Directions for this task:
Repeat exactly the lines from the one containing "Could you mark the region of every instance of the dirt" through the last line of the records below, both included, and nothing else.
#### Record set
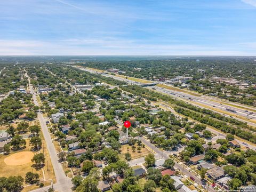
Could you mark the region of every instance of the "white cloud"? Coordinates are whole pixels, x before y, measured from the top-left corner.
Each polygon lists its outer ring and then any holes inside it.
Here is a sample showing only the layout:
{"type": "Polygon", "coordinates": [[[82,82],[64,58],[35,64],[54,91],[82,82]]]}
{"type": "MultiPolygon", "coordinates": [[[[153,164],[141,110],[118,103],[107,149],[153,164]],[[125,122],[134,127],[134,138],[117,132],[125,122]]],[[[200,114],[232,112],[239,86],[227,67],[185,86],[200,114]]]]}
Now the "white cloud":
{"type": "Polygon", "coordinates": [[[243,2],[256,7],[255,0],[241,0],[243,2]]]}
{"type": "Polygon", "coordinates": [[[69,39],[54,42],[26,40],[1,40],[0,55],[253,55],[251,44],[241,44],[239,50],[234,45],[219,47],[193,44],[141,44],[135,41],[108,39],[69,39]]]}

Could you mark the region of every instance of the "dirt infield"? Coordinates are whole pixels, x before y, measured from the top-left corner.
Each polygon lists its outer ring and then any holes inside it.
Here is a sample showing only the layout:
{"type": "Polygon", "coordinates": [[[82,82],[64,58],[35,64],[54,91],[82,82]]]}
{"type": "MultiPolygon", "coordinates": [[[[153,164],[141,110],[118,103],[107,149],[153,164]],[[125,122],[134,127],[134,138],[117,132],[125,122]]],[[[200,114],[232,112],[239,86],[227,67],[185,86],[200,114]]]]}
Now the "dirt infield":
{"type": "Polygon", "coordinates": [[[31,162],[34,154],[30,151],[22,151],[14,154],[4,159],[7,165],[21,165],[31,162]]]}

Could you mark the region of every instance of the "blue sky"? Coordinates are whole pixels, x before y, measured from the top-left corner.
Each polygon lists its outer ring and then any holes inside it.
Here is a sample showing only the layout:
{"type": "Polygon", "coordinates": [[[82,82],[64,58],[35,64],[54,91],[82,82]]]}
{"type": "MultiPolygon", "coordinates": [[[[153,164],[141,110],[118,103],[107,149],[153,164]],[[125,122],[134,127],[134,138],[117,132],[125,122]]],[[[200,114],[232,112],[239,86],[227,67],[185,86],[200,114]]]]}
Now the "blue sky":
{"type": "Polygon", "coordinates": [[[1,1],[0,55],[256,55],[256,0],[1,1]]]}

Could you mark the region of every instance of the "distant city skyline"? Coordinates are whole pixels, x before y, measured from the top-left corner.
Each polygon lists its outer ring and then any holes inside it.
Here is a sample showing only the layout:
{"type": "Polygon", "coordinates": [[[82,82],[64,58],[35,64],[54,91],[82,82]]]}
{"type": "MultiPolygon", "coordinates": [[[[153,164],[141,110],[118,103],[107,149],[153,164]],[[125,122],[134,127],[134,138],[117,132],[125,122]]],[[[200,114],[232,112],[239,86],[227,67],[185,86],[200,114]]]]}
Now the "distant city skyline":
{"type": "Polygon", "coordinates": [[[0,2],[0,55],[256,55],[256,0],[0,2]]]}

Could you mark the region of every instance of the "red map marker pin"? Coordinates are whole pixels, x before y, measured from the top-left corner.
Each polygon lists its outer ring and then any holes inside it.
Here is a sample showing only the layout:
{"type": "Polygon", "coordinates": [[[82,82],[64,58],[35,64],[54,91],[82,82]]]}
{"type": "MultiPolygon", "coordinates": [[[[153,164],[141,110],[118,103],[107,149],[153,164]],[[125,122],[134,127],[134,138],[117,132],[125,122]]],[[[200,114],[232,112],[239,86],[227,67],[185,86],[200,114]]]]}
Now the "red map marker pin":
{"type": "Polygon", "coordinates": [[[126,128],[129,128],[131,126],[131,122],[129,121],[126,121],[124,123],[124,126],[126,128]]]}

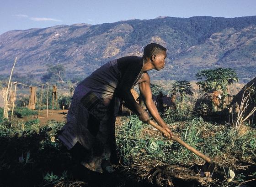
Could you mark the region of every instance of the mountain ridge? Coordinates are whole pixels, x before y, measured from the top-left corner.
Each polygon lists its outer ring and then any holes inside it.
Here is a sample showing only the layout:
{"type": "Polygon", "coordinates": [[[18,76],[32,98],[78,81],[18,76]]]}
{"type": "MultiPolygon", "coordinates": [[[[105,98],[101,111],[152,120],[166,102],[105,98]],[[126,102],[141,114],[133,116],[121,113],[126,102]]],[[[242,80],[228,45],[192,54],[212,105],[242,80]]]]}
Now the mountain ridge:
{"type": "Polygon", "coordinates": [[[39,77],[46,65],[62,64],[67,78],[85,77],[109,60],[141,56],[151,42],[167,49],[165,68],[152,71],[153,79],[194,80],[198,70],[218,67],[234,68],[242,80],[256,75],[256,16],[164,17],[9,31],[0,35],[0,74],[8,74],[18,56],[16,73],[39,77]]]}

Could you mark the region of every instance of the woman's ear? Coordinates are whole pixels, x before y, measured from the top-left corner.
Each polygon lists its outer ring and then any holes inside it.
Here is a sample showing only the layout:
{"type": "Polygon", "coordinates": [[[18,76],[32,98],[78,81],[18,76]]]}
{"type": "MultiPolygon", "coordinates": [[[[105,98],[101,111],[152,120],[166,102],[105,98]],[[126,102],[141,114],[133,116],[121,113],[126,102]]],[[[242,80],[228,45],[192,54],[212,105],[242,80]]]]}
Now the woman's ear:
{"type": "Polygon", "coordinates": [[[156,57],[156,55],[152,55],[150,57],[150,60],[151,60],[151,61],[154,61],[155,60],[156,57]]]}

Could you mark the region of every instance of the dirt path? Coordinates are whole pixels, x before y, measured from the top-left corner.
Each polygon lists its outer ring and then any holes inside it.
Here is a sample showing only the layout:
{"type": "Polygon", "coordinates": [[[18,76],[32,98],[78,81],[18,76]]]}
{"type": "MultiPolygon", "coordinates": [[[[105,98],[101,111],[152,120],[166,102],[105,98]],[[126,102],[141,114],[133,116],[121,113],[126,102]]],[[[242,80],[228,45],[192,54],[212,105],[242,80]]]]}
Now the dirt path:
########
Exercise result:
Could you mark the region of every instance of the dirt path? Coordinates are whole pixels, x before y, measured from the top-left corner.
Each polygon lists its outer ring and then any holes inside it.
Here is a sample showing only the layout:
{"type": "Polygon", "coordinates": [[[18,76],[32,98],[78,81],[18,76]]]}
{"type": "MultiPolygon", "coordinates": [[[[105,98],[101,111],[152,120],[166,102],[105,98]],[[126,102],[141,114],[133,116],[121,113],[126,102]]],[[[242,80],[228,45],[192,54],[212,105],[242,80]]]]}
Now the dirt path:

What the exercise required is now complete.